» **Passage to read**
━━━

Matheus told The Pillar that he believes devotion to Divine Mercy is so popular in Maracaibo largely because locals attribute miracles and physical healings to the procession.

"Jesus told St. Faustina that on the Day of the feast of mercy, ‘the floodgates of heaven are open and I pour out a sea of ​​graces on those who come to ask for it.’ I think that is true to the letter,” he explained.

“A few days ago, I was in a store and a woman recognized me and told me that she has been walking the procession for 15 years, because when she was pregnant she had an illness and the doctors told her that her daughter was going to be born deaf or blind. But she asked Jesus of Mercy for a miracle, and her daughter was born very healthy, [with no disability],” Matheus explained.

“Also, once I was in my store, and a lady from a government agency came in, and while we were talking, she told me that Jesus of Mercy had performed a great miracle for her.” 

“She told me that she was a santera, and despite all the ‘works’ that she did in that religion, she couldn’t get pregnant. Then she told God that if he gave her a child, she would not step foot in any church but a Catholic Church. Shortly after she got pregnant and had a girl,” he said.

“But then, her very young girl had a very strange illness, and they had to hospitalize her in the ICU. The doctors had already told her to say goodbye to her daughter because there was no treatment for her, and that if, by some miracle, she survived, the child would be like a ‘vegetable.’”

━━━

» **Extracted material**
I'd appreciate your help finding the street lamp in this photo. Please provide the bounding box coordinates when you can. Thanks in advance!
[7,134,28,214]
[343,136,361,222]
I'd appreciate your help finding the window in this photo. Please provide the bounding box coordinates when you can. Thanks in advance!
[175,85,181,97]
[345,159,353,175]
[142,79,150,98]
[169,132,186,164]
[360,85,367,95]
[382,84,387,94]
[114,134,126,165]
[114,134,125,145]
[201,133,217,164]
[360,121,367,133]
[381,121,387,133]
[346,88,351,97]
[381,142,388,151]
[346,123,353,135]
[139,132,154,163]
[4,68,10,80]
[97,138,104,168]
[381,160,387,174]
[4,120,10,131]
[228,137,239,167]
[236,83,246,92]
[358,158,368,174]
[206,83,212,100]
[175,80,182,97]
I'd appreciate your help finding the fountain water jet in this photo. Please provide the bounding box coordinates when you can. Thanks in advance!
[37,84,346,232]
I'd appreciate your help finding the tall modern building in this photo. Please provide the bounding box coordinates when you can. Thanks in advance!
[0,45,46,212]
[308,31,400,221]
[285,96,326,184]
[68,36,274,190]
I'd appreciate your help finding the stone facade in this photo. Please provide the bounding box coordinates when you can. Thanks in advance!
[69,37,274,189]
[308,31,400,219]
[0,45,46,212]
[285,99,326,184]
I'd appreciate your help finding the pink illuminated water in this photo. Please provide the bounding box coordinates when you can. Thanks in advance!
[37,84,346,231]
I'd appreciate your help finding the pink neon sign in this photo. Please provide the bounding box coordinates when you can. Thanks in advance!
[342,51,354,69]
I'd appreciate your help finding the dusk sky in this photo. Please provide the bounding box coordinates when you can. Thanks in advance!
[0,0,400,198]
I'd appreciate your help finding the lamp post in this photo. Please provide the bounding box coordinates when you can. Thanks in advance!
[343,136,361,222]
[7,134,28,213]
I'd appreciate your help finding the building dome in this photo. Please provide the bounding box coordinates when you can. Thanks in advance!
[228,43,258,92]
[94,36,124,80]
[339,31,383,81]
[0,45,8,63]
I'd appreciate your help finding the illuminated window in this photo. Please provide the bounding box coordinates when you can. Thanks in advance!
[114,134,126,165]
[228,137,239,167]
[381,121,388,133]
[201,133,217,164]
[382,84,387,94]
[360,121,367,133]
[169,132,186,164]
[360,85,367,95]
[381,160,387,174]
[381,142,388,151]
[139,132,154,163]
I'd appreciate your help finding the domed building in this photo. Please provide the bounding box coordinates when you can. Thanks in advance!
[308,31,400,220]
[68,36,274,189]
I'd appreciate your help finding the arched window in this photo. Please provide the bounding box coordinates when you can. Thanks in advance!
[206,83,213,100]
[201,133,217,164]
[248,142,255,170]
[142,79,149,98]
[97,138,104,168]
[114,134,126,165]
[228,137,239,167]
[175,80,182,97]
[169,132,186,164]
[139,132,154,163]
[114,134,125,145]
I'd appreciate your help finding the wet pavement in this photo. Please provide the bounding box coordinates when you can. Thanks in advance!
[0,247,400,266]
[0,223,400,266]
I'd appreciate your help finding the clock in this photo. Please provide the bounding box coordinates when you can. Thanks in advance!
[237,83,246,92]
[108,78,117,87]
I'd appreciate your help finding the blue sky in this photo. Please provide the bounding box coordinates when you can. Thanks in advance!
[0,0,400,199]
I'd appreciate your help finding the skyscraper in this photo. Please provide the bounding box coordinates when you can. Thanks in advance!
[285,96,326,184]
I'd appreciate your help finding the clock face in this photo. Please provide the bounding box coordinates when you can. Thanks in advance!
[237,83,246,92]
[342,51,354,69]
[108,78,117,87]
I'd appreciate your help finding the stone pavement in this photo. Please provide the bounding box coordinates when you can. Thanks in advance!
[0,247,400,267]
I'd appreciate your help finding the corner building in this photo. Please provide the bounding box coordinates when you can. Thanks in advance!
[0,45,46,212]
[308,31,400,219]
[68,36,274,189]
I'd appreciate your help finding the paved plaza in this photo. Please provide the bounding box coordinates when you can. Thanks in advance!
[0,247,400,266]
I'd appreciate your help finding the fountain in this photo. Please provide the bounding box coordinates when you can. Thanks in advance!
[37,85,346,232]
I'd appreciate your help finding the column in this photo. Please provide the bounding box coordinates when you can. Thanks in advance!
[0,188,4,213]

━━━

» **Exercise A**
Using the Divine Mercy passage, say whether each statement agrees with it: (i) a woman who recognized Matheus in a store said she had been walking the procession for 15 years; (ii) the santera promised that if God gave her a child, she would go to no church but a Catholic Church; (iii) doctors told the santera that her daughter would be born deaf or blind. Answer each with yes or no and quote the deciding words.
» **Exercise B**
Resume the Divine Mercy passage, starting after its last sentence.

» **Task result A**
(i) Yes: "she has been walking the procession for 15 years"
(ii) Yes: "she would not step foot in any church but a Catholic Church"
(iii) No: "her very young girl had a very strange illness, and they had to hospitalize her in the ICU"

» **Task result B**
“Coincidentally, her aunt told her on the Saturday before the feast of Divine Mercy that she should go to the procession to ask Jesus of Mercy for a miracle. That year we took a different route, and the image passed right in front of the hospital where the girl was hospitalized and there the aunt told her ‘this is the moment, ask the Lord for a miracle’ and she knelt down and asked for her daughter," he added. 

“The next day, she got a call from the hospital, early in the morning, telling her to go to the hospital. At first, she thought the daughter died. But when she arrived at the hospital, she saw her daughter, perfectly healthy, being held by a nurse.”

“The doctors said they didn't change the treatment, they didn't do anything different—that they had no explanation. One of the doctors even asked her if she had gone to the Divine Mercy procession the day before and she said yes. The doctor told her that they had no other possible explanation,” Matheus added, obviously awed by the story, even after telling it many times.

“Listen, I am telling you two testimonies, but I have hundreds like this. We can be here all day. I believe that these miracles have made the devotion grow,” he said.

Credit: María, Camino a Jesús.

But Matheus said he is convinced that the greatest miracle is another: the sacrament of confession.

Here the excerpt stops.